[Task to carry out] Each entry below is to be extracted exactly.

━━━━━ Input data ━━━━━

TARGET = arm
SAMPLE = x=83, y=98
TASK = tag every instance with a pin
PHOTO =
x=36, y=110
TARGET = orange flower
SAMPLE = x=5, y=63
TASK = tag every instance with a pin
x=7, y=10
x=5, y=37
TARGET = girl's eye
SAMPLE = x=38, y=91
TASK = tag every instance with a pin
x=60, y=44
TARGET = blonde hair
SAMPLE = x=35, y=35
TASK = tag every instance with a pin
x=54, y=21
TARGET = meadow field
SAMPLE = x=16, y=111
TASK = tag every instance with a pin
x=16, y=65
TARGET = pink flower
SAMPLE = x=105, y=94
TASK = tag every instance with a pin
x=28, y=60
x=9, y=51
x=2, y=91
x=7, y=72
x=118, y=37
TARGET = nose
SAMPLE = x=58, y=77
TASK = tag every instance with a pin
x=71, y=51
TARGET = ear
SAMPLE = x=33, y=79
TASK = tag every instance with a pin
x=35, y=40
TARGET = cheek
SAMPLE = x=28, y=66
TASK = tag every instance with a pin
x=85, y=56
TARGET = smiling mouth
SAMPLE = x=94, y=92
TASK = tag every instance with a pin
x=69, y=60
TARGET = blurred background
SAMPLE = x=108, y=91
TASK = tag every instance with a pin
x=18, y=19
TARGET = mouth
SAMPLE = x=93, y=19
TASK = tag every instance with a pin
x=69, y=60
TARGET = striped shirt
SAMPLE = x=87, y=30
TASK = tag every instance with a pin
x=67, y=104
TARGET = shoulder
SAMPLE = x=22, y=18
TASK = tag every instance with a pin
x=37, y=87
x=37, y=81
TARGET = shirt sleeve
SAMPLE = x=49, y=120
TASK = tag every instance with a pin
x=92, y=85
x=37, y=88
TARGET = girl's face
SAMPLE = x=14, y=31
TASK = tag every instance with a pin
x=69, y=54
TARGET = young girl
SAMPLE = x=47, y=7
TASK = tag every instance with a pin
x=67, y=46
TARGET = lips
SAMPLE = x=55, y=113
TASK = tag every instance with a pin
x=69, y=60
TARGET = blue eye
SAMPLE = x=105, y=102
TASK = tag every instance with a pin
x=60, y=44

━━━━━

[Written answer]
TARGET = arm
SAMPLE = x=83, y=98
TASK = tag every instance with a pin
PHOTO =
x=36, y=110
TARGET = orange flower
SAMPLE = x=5, y=63
TASK = tag every instance with a pin
x=7, y=10
x=5, y=37
TARGET = girl's eye
SAMPLE = x=38, y=91
TASK = tag every instance with a pin
x=60, y=44
TARGET = blonde hair
SAMPLE = x=35, y=35
TASK = tag every instance with a pin
x=54, y=21
TARGET = meadow field
SAMPLE = x=16, y=111
TASK = tag every instance with a pin
x=16, y=65
TARGET = pink flower
SAMPLE = x=105, y=94
TASK = tag every instance with a pin
x=28, y=60
x=9, y=51
x=2, y=91
x=7, y=72
x=118, y=37
TARGET = nose
SAMPLE = x=58, y=77
TASK = tag every instance with a pin
x=71, y=51
TARGET = ear
SAMPLE = x=33, y=79
TASK = tag every instance with a pin
x=35, y=40
TARGET = cheek
SAMPLE = x=28, y=66
TASK = tag every instance with a pin
x=85, y=56
TARGET = smiling mouth
SAMPLE = x=94, y=92
TASK = tag every instance with a pin
x=69, y=60
TARGET = blurred background
SAMPLE = x=108, y=91
TASK = tag every instance with a pin
x=18, y=19
TARGET = mouth
SAMPLE = x=93, y=19
TASK = tag every instance with a pin
x=69, y=60
TARGET = striped shirt
SAMPLE = x=87, y=30
TASK = tag every instance with a pin
x=67, y=104
TARGET = shoulder
SAMPLE = x=22, y=18
TASK = tag every instance with a pin
x=37, y=87
x=37, y=81
TARGET = shirt sleeve
SAMPLE = x=49, y=120
TASK = tag every instance with a pin
x=92, y=85
x=37, y=88
TARGET = girl's face
SAMPLE = x=14, y=31
TASK = tag every instance with a pin
x=69, y=54
TARGET = young girl
SAMPLE = x=47, y=7
TASK = tag every instance with a pin
x=67, y=46
TARGET = lips
SAMPLE = x=55, y=113
TASK = tag every instance with a pin
x=69, y=60
TARGET = blue eye
SAMPLE = x=105, y=102
TASK = tag every instance with a pin
x=60, y=44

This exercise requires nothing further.